* **EXERCISE AIM**: Retype the data below line for line, without changing a single character.

* **DATA LISTING**:
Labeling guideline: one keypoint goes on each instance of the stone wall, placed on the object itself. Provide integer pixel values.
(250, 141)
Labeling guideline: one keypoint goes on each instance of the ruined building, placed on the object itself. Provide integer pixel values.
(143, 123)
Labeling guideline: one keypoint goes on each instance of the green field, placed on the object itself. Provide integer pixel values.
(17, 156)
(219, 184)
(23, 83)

* **TASK RESULT**:
Labeling guideline: one keypoint goes on each instance of the stone wall, placed on the object itself. Provide integer pixel values.
(250, 141)
Labeling guideline: one keypoint goes on each instance of the ruined building, placed on the object itself. Provide integer pixel values.
(143, 123)
Labeling guideline: one keypoint goes on each instance of the green field, placed on the object itself. Provide integer pixel values.
(17, 156)
(219, 184)
(23, 83)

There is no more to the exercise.